Collection entries:
_ _ _ _ _

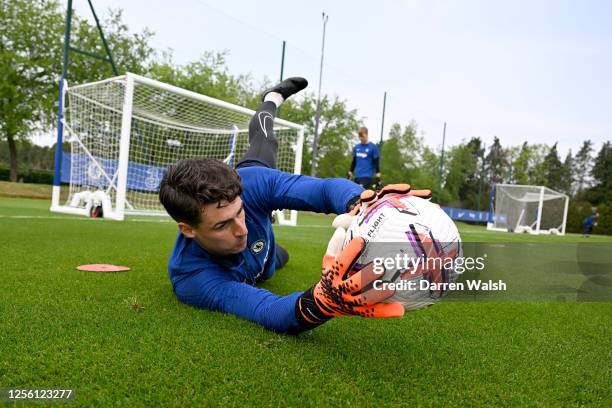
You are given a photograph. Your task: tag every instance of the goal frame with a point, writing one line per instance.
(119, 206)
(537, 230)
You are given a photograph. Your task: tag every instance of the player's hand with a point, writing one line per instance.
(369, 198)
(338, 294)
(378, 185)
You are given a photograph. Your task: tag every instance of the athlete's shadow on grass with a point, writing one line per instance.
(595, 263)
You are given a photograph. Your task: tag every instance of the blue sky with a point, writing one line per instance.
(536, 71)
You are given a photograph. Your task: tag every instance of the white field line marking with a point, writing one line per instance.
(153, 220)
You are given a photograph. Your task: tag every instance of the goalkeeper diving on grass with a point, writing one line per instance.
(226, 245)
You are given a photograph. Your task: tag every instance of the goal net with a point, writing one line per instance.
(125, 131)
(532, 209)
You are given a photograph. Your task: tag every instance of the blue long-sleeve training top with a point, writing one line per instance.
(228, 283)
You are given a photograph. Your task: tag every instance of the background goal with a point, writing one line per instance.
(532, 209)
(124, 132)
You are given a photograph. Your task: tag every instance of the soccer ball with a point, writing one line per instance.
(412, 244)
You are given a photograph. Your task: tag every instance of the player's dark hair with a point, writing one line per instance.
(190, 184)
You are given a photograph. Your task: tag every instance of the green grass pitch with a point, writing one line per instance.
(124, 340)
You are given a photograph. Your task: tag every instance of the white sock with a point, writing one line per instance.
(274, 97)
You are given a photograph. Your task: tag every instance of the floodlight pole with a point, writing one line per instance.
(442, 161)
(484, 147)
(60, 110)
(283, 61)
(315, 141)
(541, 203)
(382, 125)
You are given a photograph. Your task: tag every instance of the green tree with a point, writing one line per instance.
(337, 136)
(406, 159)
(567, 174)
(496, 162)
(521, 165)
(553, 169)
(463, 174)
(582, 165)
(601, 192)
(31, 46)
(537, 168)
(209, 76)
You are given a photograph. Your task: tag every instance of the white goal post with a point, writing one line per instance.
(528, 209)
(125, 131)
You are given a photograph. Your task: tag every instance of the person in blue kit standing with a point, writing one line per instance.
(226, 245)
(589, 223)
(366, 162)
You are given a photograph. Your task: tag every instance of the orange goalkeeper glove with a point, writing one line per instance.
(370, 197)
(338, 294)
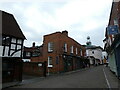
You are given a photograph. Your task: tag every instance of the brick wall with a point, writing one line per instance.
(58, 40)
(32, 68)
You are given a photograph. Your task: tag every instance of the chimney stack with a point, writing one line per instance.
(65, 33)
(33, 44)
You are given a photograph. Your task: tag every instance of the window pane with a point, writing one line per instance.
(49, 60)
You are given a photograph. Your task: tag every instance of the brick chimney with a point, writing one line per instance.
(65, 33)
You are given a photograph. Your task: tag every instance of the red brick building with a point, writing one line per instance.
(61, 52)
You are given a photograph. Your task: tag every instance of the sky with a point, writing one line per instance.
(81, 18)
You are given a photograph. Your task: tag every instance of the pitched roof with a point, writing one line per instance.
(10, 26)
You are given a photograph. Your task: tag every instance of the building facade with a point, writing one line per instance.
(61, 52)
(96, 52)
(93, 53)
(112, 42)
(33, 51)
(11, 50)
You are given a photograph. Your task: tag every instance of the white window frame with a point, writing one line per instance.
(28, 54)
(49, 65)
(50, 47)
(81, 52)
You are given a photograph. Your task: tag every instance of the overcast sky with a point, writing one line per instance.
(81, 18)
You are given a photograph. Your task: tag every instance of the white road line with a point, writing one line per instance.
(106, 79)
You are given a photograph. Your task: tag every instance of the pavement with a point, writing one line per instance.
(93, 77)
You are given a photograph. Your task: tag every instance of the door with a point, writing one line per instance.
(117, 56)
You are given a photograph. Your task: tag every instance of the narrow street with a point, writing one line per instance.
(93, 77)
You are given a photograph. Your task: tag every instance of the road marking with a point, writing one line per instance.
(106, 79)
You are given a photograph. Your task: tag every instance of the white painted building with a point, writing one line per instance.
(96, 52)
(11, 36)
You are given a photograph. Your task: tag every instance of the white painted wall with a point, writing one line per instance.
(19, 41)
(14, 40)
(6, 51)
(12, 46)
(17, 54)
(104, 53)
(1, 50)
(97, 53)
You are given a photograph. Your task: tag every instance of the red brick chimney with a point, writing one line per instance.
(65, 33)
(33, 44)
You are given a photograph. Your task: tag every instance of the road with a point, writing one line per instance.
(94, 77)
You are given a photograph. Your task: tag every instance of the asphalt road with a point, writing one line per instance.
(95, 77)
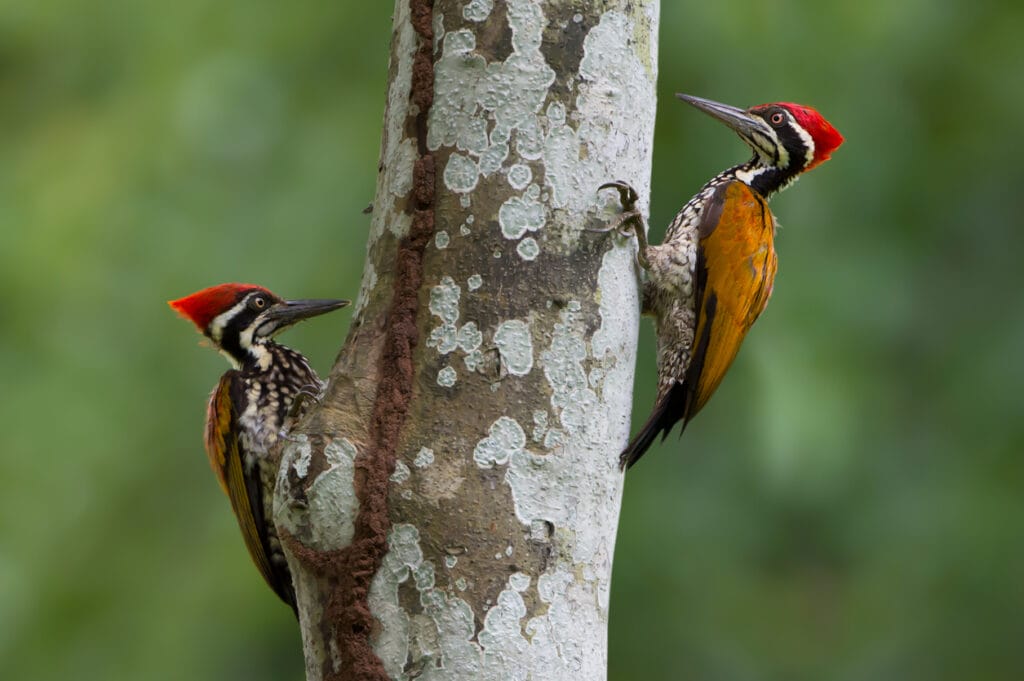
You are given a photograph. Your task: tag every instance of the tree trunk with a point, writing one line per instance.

_ _ _ _ _

*Problem requirements:*
Write out the full listing verbatim, excluding its pictures.

*Reply to the task:*
You are given a photograph. Your task: tag every instance of the goal frame with a point, writing one line per instance.
(119, 206)
(537, 230)
You are given a photograph. Your task: tag every instance of the player's hand with a point, writing one line per instance.
(369, 198)
(338, 294)
(378, 185)
You are given a photograph. Your task: tag every instance of the athlete's shadow on grass with a point, writing one line per instance.
(595, 263)
You are given a photograph. Your task: tag every instance of the blue sky with a point, writing one line per instance.
(536, 71)
You are given a photograph. Your task: tag every instance of the white field line marking with a point, writing one line per instance.
(153, 220)
You are given a photograph. Your task: tag every instance of the goalkeeper diving on grass with a point, writing one line per instance.
(226, 245)
You are given a photograph. Your task: tag every instance of the goal net with a point, writing one line per instance.
(125, 131)
(532, 209)
You are given a photograph. Your task: tag every instance of the blue long-sleeve training top with a point, writing one line per instance.
(228, 283)
You are given a photograph. Your task: tag every instance of the background goal with a point, writing one line per instance.
(532, 209)
(124, 132)
You are given a photograph. Your task: tag every instance of the soccer ball with a point, writing one line per instance.
(412, 244)
You are given a photograph. Your task: tag every instance of the player's dark hair with a point, writing one line per instance.
(190, 184)
You are given a photograph. Your task: tag every instance of the green grass pitch with a point, writing one line per instance.
(124, 340)
You are given a photograph. Your task: tag every instance of the white sock with a point, writing one line per instance.
(274, 97)
You are given a photograph. Your task: tag every instance of the floodlight pole with a point, writing one line per instance.
(442, 161)
(484, 147)
(60, 110)
(283, 61)
(315, 141)
(541, 203)
(382, 125)
You are given a photograph. Your task: tag every instance of the green tree with a point, writing one line per instance.
(337, 136)
(406, 159)
(567, 174)
(496, 162)
(521, 165)
(553, 169)
(463, 174)
(582, 165)
(601, 192)
(31, 46)
(537, 168)
(209, 76)
You are given a photograph. Your task: tag every instance of the white goal post with a point, writing one line per instance.
(528, 209)
(125, 131)
You are given a photograph. Your task: tag every instance of the person in blue kit standing with a point, writing one line per instance.
(226, 245)
(589, 223)
(366, 162)
You are given a photograph. Your task: tag every instance of the orange goalkeeper glove with a point, writing one line per instance.
(370, 197)
(338, 294)
You are given a photograph. Your task: tag every instance of the brick wall with a point, writing one line per instance.
(58, 40)
(32, 68)
You are given a photograph. Your task: tag every instance of the chimney stack with a point, writing one line per instance.
(65, 33)
(33, 44)
You are given a photograph. Your task: tag every instance of the window pane with a point, writing one line per instance.
(49, 60)
You are given a photograph. Your task: tag every instance of the brick chimney with a point, writing one line per instance.
(65, 33)
You are given a photograph. Your task: tag every instance of the red brick building with a point, writing one line per instance.
(61, 52)
You are given a photograph. Your task: tag every instance of the sky with a point, writing one line per instance.
(81, 18)
You are given a photograph. Your task: tag every instance of the pitched roof with a point, writing one line per instance.
(10, 26)
You are given a photograph. Your task: tag every instance of the building facade with a point, writing one line per instance.
(61, 52)
(96, 52)
(93, 53)
(112, 42)
(33, 51)
(11, 50)
You are given a photograph. Your task: tag every instance of the white window frame with a point, writing one line per instance.
(28, 54)
(49, 65)
(50, 47)
(81, 52)
You are given a photograph. Your task: tag every instance of the overcast sky with a point, writing one line per instance.
(81, 18)
You are given a photograph. Your task: tag every instance of the white road line with a point, writing one line per instance.
(106, 79)
You are given a photograph. Your task: tag every instance of the pavement with a point, writing one line per instance.
(93, 77)
You are given a photograph. Your task: tag every instance of the door with a point, writing one line per instance.
(117, 56)
You are given a photograph. Your task: tag every instance of the narrow street with a point, writing one line per instance.
(93, 77)
You are given a photograph. Your task: tag every instance of the road marking with a point, writing one line per instance.
(106, 79)
You are given a photograph. Your task: tag every instance of the white painted building with a point, writing one line per instance.
(96, 52)
(11, 36)
You are given a photograph. Your task: tag every instance of the white painted wall with a point, writing one line per instance.
(19, 41)
(14, 40)
(6, 51)
(12, 46)
(17, 54)
(104, 53)
(1, 50)
(97, 53)
You are given a photograph. Your task: tag every instance of the red brick chimney with a point, writing one line per instance.
(65, 33)
(33, 44)
You are given a photograph. Your task: tag every instance of the road with a point, writing one line per instance.
(94, 77)
You are given a photograph. Your task: tag every instance of the asphalt road with a point, writing one line per instance.
(95, 77)
You are given a photograph. Your task: tag every instance of the tree trunk with a point, writing one line per instance.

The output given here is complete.